National Camogie League 2009

Tournament details
- Date: 8 February-25 April
- Teams: 22 (7 in Div 1, 6 counties enter 2 teams)

Winners
- Champions: Wexford (2nd title)
- Manager: Stellah Sinnott
- Captain: Una Leacy

Runners-up
- Runners-up: Tipperary
- Manager: Claire Grogan
- Captain: Claire Grogan

Other
- Matches played: 15

= 2009 National Camogie League =

Camogie tournament

The 2009 National Camogie League is a competition in the women's team field sport of camogie was won by Wexford, who defeated Tipperary in the final, played at Parnell Park, Dublin.

==Arrangements==
The seven teams in the first division were placed in two groups and the top two in each group qualified for the semi-finals.

==The Final==
Wexford full forward Una Leacy scored two goals before half time to give her team a 2-6 to 0-5 lead at the interval, sending Wexford to their first league since 1977, defeating Tipperary 2-12 to 0-11. Captain Aoife O'Connor delayed her honeymoon to lead out her side. After the match Aoife O'Connor said: "We've probably been knocking on the door for around 10 or 12 years with various teams coming through, but it's the first time we've actually managed to get across the line, so that's fantastic,"

[Point labeling dataset excerpts]
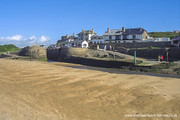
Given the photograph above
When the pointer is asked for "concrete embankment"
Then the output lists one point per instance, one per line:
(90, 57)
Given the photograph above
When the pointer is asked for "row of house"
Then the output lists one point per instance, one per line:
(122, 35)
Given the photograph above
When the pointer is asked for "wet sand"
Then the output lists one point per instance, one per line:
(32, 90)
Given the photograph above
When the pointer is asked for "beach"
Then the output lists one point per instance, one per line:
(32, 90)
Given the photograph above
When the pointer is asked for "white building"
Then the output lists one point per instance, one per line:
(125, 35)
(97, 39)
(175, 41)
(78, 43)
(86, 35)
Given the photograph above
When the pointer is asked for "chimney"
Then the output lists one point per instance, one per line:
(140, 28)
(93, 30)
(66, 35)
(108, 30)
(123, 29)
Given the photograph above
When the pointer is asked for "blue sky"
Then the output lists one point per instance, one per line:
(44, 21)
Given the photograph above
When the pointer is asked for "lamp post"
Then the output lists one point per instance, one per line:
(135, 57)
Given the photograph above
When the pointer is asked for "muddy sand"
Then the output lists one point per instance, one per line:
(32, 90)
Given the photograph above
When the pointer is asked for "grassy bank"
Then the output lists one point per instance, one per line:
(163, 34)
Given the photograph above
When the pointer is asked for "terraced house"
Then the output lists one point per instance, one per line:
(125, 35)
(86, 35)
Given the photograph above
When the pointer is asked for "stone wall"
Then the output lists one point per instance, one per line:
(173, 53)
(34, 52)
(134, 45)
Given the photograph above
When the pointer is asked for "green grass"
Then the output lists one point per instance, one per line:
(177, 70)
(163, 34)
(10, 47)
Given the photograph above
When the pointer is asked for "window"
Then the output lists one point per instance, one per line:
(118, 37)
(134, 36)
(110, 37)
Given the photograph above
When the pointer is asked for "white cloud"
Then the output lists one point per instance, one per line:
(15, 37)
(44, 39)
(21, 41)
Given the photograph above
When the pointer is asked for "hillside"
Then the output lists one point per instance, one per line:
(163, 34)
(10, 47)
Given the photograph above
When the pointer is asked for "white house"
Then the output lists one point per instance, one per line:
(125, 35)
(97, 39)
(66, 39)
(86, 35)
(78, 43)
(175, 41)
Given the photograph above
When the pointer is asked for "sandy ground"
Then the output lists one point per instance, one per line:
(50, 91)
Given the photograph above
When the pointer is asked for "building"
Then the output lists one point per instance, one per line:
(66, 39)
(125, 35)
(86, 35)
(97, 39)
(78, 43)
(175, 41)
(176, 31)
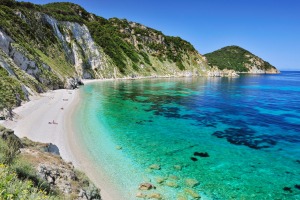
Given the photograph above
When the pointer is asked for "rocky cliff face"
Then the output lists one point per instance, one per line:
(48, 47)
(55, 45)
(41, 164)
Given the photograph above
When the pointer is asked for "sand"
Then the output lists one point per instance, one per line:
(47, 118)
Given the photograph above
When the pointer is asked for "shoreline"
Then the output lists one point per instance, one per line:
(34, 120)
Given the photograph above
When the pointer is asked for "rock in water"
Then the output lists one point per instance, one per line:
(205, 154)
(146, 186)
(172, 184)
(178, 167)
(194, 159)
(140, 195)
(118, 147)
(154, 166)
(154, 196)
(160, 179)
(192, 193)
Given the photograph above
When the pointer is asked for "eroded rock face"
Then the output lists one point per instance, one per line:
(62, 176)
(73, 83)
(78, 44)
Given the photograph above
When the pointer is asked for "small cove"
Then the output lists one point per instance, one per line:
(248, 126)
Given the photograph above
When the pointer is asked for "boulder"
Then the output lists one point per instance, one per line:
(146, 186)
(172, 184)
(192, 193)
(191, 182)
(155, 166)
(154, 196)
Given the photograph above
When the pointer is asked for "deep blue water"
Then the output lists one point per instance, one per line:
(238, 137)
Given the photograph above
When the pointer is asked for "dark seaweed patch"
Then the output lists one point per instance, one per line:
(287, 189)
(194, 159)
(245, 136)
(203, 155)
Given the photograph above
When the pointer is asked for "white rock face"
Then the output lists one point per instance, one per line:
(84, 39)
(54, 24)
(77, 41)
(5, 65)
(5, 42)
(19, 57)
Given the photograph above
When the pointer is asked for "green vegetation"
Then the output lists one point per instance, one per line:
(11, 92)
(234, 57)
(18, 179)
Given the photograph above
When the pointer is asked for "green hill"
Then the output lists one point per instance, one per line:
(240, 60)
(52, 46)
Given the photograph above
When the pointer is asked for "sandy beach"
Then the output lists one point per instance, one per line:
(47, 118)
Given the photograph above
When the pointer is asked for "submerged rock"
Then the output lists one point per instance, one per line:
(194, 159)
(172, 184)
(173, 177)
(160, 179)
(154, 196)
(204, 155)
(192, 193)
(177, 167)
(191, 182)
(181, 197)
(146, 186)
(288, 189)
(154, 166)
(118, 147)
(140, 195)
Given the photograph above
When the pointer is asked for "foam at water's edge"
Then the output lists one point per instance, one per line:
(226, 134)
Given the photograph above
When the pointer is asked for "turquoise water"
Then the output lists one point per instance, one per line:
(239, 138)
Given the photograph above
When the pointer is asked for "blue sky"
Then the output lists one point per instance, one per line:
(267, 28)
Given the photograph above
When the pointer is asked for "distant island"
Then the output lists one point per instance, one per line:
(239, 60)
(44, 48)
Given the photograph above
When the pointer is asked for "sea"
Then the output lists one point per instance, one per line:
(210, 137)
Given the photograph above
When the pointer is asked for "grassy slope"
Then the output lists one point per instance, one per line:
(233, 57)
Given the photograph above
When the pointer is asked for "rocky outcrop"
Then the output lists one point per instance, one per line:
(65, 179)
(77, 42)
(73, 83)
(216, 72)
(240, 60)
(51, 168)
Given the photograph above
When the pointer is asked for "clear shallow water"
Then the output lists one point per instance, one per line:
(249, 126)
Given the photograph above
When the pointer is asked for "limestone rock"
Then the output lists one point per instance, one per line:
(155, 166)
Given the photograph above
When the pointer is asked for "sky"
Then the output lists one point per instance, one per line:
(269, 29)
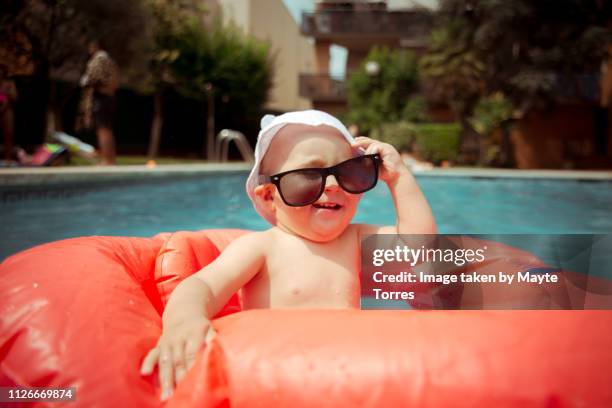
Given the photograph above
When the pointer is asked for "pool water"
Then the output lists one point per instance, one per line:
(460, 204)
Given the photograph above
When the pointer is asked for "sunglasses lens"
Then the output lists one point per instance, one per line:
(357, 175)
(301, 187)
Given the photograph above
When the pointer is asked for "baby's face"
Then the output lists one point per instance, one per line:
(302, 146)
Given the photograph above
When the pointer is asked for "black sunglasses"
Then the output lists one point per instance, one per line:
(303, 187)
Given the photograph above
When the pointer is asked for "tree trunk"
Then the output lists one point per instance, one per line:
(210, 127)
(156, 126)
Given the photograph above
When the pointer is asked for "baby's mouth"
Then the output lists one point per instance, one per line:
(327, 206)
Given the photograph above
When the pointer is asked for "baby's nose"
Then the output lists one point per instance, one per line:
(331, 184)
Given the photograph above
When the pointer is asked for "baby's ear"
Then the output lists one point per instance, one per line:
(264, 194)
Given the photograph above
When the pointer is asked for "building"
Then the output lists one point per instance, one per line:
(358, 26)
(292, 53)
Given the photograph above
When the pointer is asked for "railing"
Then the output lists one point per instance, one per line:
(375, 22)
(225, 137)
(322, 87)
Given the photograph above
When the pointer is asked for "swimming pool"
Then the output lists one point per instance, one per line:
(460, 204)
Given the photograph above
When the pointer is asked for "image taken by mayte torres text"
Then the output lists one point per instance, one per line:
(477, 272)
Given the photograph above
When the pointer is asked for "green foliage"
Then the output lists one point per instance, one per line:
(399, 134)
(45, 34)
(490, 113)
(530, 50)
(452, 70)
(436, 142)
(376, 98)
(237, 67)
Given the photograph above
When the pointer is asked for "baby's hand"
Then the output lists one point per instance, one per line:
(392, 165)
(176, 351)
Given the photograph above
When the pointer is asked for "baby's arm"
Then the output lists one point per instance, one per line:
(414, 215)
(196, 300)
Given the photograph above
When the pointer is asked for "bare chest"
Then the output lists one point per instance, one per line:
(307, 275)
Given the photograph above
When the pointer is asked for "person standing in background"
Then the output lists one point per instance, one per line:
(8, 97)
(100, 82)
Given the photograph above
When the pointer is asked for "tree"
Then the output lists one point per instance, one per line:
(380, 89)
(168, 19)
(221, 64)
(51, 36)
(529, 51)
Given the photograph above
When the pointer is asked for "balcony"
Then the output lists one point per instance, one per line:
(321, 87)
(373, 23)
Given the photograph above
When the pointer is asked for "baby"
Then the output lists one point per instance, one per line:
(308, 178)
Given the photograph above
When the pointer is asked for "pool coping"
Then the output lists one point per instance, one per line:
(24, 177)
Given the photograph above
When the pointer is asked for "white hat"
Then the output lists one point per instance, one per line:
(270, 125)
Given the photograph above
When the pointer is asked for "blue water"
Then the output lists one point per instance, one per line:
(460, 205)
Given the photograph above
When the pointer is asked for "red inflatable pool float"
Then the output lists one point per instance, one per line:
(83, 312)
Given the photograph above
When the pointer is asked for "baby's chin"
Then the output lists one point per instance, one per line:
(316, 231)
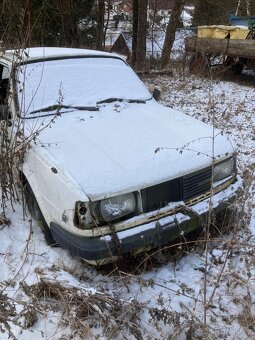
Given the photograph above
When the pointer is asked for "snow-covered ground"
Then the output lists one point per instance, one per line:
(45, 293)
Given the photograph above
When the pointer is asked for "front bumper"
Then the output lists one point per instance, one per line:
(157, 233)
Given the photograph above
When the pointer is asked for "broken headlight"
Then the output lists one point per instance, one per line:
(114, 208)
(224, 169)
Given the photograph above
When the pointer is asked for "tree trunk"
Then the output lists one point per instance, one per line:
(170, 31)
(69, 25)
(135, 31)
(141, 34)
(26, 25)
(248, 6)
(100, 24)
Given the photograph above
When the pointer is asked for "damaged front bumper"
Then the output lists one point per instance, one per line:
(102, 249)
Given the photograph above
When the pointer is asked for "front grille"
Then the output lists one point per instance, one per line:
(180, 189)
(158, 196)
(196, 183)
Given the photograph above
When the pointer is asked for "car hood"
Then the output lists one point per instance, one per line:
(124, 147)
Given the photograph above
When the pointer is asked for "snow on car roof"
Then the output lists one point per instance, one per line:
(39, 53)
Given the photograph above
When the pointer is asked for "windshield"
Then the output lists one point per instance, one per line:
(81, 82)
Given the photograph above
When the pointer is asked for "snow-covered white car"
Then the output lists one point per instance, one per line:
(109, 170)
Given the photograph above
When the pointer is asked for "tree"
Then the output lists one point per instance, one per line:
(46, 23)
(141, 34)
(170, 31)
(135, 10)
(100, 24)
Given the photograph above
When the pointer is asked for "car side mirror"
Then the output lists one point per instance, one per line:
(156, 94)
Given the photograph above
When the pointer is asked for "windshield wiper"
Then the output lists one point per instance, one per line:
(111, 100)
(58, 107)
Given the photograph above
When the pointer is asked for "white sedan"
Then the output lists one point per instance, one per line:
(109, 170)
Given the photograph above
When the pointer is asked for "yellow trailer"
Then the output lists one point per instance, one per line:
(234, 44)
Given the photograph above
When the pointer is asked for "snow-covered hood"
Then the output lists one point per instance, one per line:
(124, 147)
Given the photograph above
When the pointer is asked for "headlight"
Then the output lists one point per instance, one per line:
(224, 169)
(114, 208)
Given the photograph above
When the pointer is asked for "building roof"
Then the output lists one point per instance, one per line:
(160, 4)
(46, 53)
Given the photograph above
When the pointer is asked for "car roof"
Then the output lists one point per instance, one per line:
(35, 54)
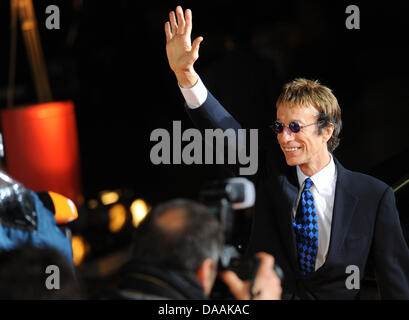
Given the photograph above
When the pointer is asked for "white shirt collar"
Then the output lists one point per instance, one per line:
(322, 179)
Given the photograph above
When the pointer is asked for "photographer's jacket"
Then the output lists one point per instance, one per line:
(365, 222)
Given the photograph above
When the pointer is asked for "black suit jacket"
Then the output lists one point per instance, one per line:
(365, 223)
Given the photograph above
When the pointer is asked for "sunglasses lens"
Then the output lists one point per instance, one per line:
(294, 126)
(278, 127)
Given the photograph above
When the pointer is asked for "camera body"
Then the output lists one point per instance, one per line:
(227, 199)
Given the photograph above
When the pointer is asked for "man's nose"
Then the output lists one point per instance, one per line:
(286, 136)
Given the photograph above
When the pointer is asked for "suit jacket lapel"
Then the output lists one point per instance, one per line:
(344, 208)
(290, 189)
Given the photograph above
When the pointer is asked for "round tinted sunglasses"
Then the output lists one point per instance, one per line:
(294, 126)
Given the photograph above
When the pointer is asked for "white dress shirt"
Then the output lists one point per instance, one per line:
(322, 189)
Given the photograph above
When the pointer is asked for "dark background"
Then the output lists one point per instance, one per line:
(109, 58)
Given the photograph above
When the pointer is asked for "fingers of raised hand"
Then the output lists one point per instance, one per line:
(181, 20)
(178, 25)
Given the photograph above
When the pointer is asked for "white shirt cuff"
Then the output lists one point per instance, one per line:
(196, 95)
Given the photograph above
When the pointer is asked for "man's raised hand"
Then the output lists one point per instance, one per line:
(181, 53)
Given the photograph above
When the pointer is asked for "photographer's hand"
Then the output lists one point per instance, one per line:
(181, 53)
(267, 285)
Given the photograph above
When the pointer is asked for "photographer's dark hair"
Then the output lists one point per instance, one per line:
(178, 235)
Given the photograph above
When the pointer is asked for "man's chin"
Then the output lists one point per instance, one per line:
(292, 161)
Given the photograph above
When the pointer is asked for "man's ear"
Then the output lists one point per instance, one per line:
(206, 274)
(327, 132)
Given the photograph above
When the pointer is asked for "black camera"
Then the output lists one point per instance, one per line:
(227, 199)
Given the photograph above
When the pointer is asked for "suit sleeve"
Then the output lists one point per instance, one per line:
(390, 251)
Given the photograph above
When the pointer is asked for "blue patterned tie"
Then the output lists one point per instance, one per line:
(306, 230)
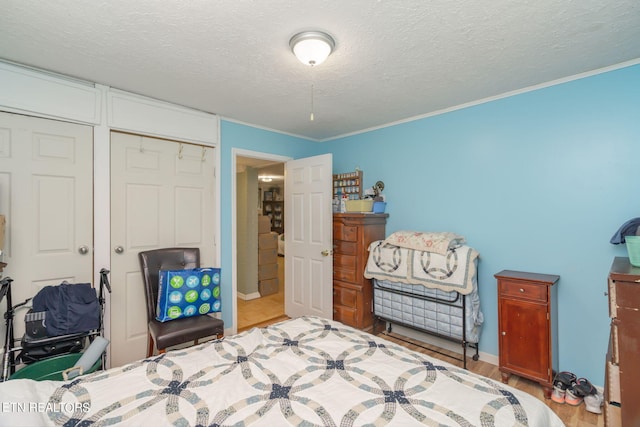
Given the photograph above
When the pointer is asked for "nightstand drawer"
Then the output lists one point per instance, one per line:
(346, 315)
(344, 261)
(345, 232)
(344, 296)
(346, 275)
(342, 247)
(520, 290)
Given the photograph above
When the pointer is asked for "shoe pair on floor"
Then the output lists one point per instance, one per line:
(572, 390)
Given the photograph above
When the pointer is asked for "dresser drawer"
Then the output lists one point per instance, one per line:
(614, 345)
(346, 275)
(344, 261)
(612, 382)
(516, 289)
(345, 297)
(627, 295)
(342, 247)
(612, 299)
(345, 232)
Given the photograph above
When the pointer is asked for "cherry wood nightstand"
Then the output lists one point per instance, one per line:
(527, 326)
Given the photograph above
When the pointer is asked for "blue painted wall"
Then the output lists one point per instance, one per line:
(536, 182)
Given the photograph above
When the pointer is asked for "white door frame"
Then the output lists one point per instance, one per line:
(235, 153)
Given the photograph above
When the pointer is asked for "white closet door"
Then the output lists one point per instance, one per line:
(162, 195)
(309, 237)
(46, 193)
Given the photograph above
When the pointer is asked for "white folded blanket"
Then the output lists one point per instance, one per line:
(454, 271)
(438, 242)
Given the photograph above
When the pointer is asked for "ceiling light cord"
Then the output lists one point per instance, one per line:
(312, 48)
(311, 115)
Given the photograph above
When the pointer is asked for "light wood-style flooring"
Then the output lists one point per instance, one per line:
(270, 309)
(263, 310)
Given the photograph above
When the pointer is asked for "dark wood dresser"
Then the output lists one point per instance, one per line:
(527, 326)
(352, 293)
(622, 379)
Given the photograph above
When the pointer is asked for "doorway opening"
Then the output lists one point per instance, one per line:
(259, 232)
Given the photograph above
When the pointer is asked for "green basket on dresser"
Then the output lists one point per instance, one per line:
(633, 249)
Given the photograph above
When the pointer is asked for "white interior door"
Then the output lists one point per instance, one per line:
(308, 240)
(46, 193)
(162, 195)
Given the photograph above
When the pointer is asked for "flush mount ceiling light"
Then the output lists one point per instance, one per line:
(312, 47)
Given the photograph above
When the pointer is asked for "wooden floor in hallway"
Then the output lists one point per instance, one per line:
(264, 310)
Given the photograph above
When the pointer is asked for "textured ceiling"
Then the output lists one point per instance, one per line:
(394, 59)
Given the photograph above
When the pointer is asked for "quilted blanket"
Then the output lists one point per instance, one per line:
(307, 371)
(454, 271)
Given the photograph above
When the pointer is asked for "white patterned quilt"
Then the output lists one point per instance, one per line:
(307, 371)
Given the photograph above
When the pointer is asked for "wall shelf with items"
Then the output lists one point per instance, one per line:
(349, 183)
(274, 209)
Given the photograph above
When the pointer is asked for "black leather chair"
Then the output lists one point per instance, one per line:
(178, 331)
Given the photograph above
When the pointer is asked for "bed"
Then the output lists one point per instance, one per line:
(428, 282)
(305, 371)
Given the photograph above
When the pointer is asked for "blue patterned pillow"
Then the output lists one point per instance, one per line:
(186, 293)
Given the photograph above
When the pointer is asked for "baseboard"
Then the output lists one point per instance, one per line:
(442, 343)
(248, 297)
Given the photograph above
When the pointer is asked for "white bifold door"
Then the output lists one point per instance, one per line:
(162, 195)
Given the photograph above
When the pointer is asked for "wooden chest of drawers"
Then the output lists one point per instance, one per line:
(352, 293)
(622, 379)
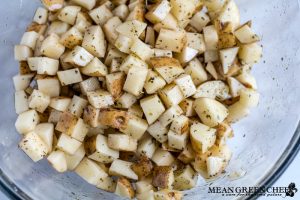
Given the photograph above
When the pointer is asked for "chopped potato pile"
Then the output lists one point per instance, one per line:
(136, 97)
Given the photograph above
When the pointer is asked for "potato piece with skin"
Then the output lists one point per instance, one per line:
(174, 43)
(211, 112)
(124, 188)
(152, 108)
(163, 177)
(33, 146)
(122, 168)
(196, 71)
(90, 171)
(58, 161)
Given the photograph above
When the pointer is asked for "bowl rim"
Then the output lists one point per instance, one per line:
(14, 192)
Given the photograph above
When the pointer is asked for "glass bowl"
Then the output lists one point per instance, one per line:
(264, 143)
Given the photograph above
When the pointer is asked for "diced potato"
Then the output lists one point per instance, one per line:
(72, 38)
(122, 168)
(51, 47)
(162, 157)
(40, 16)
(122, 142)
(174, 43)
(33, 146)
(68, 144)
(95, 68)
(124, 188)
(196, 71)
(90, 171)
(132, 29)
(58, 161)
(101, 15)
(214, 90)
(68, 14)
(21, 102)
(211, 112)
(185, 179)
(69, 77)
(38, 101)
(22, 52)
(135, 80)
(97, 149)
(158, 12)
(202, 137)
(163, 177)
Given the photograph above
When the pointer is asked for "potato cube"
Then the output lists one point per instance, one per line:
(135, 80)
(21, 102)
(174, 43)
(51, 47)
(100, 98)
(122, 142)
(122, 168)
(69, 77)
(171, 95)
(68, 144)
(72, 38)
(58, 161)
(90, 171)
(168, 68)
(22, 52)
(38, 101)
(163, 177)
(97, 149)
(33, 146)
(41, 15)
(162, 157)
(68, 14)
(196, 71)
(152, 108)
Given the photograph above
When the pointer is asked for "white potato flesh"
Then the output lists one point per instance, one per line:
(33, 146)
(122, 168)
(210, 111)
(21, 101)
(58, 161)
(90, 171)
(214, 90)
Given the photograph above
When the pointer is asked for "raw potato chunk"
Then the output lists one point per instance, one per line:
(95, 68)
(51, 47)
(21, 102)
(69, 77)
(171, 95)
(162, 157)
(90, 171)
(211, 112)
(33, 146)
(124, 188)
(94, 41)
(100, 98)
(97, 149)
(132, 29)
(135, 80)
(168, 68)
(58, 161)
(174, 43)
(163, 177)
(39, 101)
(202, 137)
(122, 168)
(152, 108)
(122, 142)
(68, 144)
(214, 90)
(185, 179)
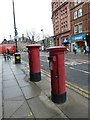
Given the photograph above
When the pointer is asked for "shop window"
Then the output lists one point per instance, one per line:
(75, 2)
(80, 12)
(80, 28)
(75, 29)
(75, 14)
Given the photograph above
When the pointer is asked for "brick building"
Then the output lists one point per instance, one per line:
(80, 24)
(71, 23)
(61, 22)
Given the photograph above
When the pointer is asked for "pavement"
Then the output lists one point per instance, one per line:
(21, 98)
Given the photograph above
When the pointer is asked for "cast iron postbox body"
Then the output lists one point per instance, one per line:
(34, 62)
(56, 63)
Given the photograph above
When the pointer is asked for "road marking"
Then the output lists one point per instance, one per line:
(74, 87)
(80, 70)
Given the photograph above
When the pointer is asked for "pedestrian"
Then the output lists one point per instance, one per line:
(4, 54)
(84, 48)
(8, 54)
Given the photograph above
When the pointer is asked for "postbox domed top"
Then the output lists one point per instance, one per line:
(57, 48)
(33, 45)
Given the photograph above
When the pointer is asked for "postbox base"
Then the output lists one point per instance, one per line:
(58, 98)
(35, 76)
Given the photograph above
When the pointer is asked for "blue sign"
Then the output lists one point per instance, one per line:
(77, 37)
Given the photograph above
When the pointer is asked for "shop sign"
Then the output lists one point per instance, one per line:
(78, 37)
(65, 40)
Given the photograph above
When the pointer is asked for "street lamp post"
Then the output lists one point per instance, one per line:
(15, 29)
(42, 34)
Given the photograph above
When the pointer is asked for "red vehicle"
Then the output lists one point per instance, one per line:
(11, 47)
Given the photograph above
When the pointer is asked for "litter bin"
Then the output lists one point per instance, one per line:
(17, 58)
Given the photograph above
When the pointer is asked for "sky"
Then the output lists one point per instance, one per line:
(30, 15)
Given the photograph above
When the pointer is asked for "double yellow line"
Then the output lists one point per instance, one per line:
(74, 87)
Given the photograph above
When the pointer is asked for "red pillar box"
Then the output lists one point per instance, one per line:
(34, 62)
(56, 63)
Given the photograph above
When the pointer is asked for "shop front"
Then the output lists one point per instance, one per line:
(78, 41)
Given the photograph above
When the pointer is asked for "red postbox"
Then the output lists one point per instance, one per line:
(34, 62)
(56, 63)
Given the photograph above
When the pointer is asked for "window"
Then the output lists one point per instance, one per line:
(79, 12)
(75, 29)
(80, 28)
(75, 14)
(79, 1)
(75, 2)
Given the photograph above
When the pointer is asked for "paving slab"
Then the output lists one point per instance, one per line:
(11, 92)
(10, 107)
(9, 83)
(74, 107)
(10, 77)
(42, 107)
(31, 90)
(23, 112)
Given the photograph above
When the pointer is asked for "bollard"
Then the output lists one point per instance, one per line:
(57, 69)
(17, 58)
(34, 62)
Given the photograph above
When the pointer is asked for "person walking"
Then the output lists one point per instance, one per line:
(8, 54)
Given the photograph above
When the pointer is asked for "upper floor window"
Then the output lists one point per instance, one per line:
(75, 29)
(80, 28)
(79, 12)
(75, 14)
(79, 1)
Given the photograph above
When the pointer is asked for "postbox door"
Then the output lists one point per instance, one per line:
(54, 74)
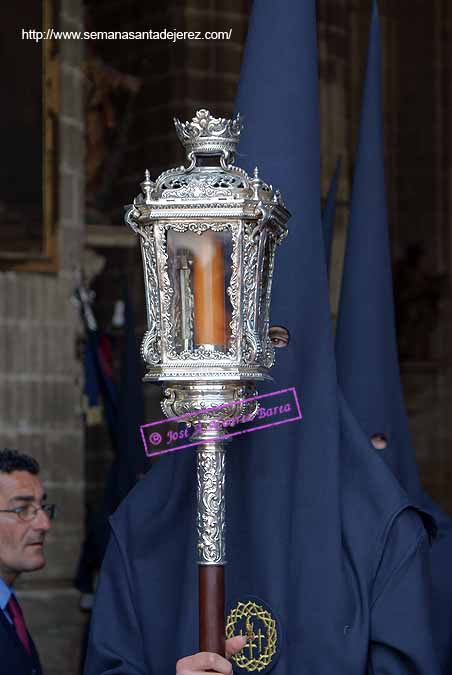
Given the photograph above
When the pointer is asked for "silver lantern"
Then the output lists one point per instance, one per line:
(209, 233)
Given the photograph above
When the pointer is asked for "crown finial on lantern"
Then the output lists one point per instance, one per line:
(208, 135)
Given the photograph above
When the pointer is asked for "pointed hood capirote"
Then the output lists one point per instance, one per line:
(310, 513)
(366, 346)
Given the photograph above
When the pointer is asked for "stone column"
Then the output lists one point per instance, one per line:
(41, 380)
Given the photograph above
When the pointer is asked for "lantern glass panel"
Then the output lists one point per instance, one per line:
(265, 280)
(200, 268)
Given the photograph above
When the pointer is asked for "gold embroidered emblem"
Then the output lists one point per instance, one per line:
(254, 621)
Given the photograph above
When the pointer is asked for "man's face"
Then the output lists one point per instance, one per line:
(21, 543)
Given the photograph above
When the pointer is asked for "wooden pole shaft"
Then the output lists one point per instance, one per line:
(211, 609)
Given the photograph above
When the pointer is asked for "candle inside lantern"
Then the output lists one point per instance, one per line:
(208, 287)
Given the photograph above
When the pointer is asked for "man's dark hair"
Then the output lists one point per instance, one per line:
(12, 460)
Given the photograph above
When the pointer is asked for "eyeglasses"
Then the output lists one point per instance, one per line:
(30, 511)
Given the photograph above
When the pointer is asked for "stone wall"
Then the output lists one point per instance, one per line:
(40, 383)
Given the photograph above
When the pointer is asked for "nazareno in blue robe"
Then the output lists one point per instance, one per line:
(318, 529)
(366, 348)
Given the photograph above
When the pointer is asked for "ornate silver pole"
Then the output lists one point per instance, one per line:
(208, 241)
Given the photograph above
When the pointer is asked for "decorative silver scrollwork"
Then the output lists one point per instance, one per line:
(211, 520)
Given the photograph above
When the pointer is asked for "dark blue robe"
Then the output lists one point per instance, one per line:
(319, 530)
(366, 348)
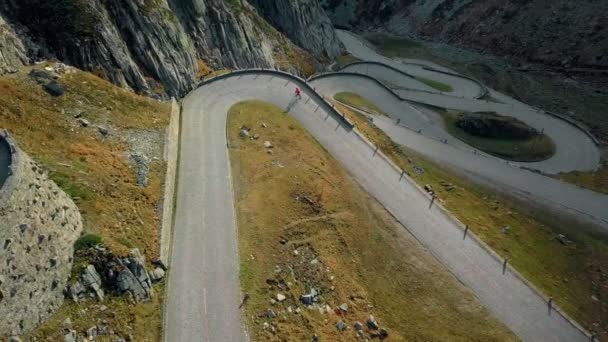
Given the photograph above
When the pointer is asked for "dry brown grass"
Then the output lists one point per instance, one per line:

_Aim_
Reproduce the stretch of the camogie league article from "Camogie tournament" through "for the semi-finals.", switching "Parnell Park" to "Croke Park".

_Correct result_
Camogie tournament

The 2009 National Camogie League is a competition in the women's team field sport of camogie was won by Wexford, who defeated Tipperary in the final, played at Croke Park, Dublin.

==Arrangements==
The seven teams in the first division were placed in two groups and the top two in each group qualified for the semi-finals.